◆ **STATED TASK 1**
Copy out the blog post on gifting or loaning money to children for a home, word for word and in full.

◆ **SELECTED TEXT**
My name is Mark Goodfield. Welcome to The Blunt Bean Counter ™, a blog that shares my thoughts on income taxes, finance and the psychology of money. I am a Chartered Professional Accountant. This blog is meant for everyone, but in particular for high net worth individuals and owners of private corporations. My posts are blunt, opinionated and even have a twist of humour/sarcasm. You've been warned. Please note the blog posts are time sensitive and subject to changes in legislation or law.

Monday, November 1, 2021

Gifting or Loaning Money to your Children to buy a Home

Last week, CIBC Economics released a report titled “Gifting for a down payment -perspective” by its Deputy Chief Economist, Benjamin Tal. The report provides a wide range of statistical data in relation to the value and type of gifts parents are providing to their children to purchase houses.

Some of the key statistics in the CIBC report include the following:

1. Over the last year, CIBC estimates gifting totaled just over $10 billion for family member house purchases, which accounts for 10% of total down payments in the market as a whole for that period

2. Almost 30% of first-time home buyers received assistance from family members 

3. The average gift is now approximately $82,000 

4. Where the gift is the primary source of the down-payment, the gifts average $104,000 for first-time home buyers no less than $157,000 for mover uppers 

5. CIBC reports that only 5.5% of the gifting parents used debt to finance the gifts (that percentage rises substantially for gifts for homes in Vancouver and Toronto) and therefore it appears parents are using their savings to make these gifts

Whether a gift is $50,000 or $200,000, the amounts are substantial and many parents never planned or conceived of gifting such large amounts of their savings. Whether parents are encroaching upon their retirement savings for these gifts is an interesting topic for another day.

However, what I want to discuss today is; whether some parents should be making loans in lieu of gifts, to protect their family money under the various provincial family law acts (in the case of a marital breakdown), where the child will use the gift to buy a home.

◆ **GIVEN RECORDS**
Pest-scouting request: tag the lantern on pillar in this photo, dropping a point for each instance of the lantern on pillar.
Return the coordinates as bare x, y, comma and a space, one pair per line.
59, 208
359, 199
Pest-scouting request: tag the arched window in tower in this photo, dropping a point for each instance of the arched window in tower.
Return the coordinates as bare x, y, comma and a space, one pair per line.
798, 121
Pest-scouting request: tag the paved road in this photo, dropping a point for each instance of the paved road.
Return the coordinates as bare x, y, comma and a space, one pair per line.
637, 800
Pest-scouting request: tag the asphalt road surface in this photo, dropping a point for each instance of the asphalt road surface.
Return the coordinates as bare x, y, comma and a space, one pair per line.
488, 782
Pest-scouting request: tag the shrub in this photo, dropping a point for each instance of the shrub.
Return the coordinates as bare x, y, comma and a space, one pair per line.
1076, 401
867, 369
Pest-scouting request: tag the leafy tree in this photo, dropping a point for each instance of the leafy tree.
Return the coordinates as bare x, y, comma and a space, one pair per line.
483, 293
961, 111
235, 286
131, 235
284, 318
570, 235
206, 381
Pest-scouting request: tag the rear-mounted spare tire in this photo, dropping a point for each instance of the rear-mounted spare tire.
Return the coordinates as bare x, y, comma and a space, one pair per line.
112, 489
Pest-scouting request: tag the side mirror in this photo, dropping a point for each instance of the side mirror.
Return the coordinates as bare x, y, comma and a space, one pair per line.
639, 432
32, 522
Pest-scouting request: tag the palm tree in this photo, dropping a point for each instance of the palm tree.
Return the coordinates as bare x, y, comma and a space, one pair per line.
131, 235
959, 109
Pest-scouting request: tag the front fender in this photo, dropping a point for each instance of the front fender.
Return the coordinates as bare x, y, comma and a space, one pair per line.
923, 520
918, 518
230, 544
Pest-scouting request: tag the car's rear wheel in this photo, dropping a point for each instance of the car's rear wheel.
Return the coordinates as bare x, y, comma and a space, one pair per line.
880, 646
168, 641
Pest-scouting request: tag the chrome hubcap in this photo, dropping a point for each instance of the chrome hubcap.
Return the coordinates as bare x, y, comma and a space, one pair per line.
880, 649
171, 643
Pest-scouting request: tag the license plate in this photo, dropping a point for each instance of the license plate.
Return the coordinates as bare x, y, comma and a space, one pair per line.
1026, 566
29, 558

◆ **STATED TASK 2**
Arrange the rows as a JSON list of strings, one string per line, leaving out blank lines. Include only the part that opens with the line containing "Pest-scouting request: tag the license" and closes with the last line of the rows, both ends included.

◆ **EXERCISE SOLUTION 1**
My name is Mark Goodfield. Welcome to The Blunt Bean Counter ™, a blog that shares my thoughts on income taxes, finance and the psychology of money. I am a Chartered Professional Accountant. This blog is meant for everyone, but in particular for high net worth individuals and owners of private corporations. My posts are blunt, opinionated and even have a twist of humour/sarcasm. You've been warned. Please note the blog posts are time sensitive and subject to changes in legislation or law.

Monday, November 1, 2021

Gifting or Loaning Money to your Children to buy a Home

Last week, CIBC Economics released a report titled “Gifting for a down payment -perspective” by its Deputy Chief Economist, Benjamin Tal. The report provides a wide range of statistical data in relation to the value and type of gifts parents are providing to their children to purchase houses.

Some of the key statistics in the CIBC report include the following:

1. Over the last year, CIBC estimates gifting totaled just over $10 billion for family member house purchases, which accounts for 10% of total down payments in the market as a whole for that period

2. Almost 30% of first-time home buyers received assistance from family members 

3. The average gift is now approximately $82,000 

4. Where the gift is the primary source of the down-payment, the gifts average $104,000 for first-time home buyers no less than $157,000 for mover uppers 

5. CIBC reports that only 5.5% of the gifting parents used debt to finance the gifts (that percentage rises substantially for gifts for homes in Vancouver and Toronto) and therefore it appears parents are using their savings to make these gifts

Whether a gift is $50,000 or $200,000, the amounts are substantial and many parents never planned or conceived of gifting such large amounts of their savings. Whether parents are encroaching upon their retirement savings for these gifts is an interesting topic for another day.

However, what I want to discuss today is; whether some parents should be making loans in lieu of gifts, to protect their family money under the various provincial family law acts (in the case of a marital breakdown), where the child will use the gift to buy a home.

◆ **EXERCISE SOLUTION 2**
[
  "Pest-scouting request: tag the license plate in this photo, dropping a point for each instance of the license plate.",
  "Return the coordinates as bare x, y, comma and a space, one pair per line.",
  "1026, 566",
  "29, 558"
]